-- BRIEF --
Would you set down all of the entries below exactly as they stand?

-- RECORDS FOR THE EXERCISE --
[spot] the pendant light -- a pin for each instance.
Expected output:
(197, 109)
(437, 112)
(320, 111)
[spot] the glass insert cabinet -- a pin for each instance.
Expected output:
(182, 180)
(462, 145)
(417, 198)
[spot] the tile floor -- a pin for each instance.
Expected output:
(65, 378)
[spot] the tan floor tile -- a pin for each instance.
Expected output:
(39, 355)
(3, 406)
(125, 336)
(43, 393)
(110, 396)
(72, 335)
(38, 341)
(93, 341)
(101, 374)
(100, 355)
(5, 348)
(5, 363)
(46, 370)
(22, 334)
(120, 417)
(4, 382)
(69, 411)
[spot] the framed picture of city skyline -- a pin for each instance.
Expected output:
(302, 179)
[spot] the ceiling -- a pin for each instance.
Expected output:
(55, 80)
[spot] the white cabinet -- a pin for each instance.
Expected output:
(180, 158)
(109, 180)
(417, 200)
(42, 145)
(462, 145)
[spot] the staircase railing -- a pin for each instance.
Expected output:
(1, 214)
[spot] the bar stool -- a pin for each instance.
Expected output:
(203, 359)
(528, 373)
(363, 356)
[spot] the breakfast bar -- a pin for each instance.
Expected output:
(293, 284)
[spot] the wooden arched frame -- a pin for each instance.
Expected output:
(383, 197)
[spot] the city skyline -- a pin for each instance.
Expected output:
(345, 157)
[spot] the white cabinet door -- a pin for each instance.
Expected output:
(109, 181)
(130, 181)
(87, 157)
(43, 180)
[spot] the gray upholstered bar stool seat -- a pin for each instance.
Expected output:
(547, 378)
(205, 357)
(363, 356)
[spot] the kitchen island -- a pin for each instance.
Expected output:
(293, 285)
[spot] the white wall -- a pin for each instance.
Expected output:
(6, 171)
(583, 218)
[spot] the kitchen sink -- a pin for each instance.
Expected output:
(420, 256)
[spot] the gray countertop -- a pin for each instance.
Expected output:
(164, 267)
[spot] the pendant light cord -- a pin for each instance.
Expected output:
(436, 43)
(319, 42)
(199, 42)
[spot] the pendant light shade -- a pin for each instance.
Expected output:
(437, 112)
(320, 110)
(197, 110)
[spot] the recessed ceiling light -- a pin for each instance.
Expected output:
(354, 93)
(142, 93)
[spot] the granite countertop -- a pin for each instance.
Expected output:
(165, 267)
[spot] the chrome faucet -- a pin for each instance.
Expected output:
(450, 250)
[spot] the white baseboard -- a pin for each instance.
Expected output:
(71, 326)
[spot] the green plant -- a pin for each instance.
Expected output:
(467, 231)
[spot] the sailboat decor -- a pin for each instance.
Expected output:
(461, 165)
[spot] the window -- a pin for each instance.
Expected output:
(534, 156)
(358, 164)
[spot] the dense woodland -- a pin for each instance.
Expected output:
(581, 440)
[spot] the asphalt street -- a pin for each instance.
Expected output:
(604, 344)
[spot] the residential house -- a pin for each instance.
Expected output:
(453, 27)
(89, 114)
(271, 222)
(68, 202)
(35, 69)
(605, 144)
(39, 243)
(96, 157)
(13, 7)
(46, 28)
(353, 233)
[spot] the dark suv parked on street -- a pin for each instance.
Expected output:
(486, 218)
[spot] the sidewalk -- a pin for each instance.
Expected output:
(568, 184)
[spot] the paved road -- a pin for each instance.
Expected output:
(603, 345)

-- EXERCISE SOLUTION --
[spot] the pendant light -- a pin for each instance.
Expected output:
(197, 109)
(437, 112)
(320, 111)
[spot] the glass insert cabinet -- a pin for each instance.
Expected output:
(182, 180)
(462, 145)
(417, 198)
[spot] the tile floor -- a pin for each instance.
Expected output:
(65, 378)
[spot] the tan floor tile -- a pin for each instance.
Expected output:
(39, 355)
(3, 406)
(125, 336)
(43, 393)
(110, 396)
(72, 335)
(38, 341)
(93, 341)
(101, 374)
(100, 355)
(5, 348)
(5, 363)
(46, 370)
(22, 334)
(120, 417)
(4, 382)
(69, 411)
[spot] the framed picture of city skyline -- a pin for each instance.
Expected output:
(302, 179)
[spot] the ceiling -- a pin for each instance.
Expected output:
(55, 80)
[spot] the white cabinet -- a pin for each instance.
Expected output:
(180, 158)
(109, 180)
(417, 200)
(42, 145)
(462, 145)
[spot] the staircase railing -- a pin for each instance.
Expected output:
(1, 214)
[spot] the bar stool -- a pin for each instance.
Expected output:
(203, 359)
(528, 373)
(363, 356)
[spot] the breakfast bar -- a pin for each instance.
Expected output:
(293, 284)
[spot] the wooden arched frame -- a pin for each instance.
Expected output:
(383, 197)
[spot] the city skyline -- a pin for each instance.
Expected output:
(345, 157)
[spot] the white cabinet door -- a pin for each instance.
Expected output:
(109, 181)
(130, 181)
(87, 157)
(43, 180)
[spot] the gray upholstered bar stool seat -- a pin for each instance.
Expected output:
(547, 378)
(205, 357)
(363, 356)
[spot] the kitchen island -- a pin for each instance.
Expected output:
(293, 285)
[spot] the white wall -- a pin for each instance.
Expected output:
(6, 171)
(583, 218)
[spot] the kitchen sink -- a pin for each instance.
Expected output:
(420, 256)
[spot] the gray countertop -- a pin for each instance.
Expected output:
(164, 267)
[spot] the pendant light cord -- a pin for each instance.
Expected output:
(436, 43)
(319, 42)
(199, 42)
[spot] the pendant light shade -- a pin for each instance.
Expected output:
(437, 112)
(320, 110)
(197, 110)
[spot] the recessed ceiling light -- a pin for each instance.
Expected output:
(354, 93)
(142, 93)
[spot] the granite countertop -- a pin for each instance.
Expected output:
(165, 267)
[spot] the chrome faucet -- a pin for each instance.
Expected output:
(450, 250)
[spot] the white baseboard -- a pin for each instance.
Expected output:
(71, 326)
[spot] the green plant -- a pin for each instance.
Expected output:
(467, 231)
[spot] the sailboat decor -- a pin for each instance.
Expected output:
(461, 165)
[spot] the window -- a pin for each instance.
Expected output:
(534, 156)
(358, 164)
[spot] the dense woodland -- a pin for each instance.
Expected output:
(581, 440)
[spot] the asphalt street -- a pin for each instance.
Expected output:
(604, 344)
[spot] the residential house -- a pin for each instance.
Expected output:
(453, 27)
(89, 114)
(271, 222)
(68, 202)
(35, 69)
(605, 144)
(39, 243)
(96, 157)
(13, 7)
(46, 28)
(353, 233)
[spot] the dark suv parked on street -- a pin for each instance.
Expected output:
(486, 218)
[spot] the sidewalk -- a pin for each instance.
Expected output:
(568, 184)
[spot] the paved road -- a pin for each instance.
Expected output:
(603, 345)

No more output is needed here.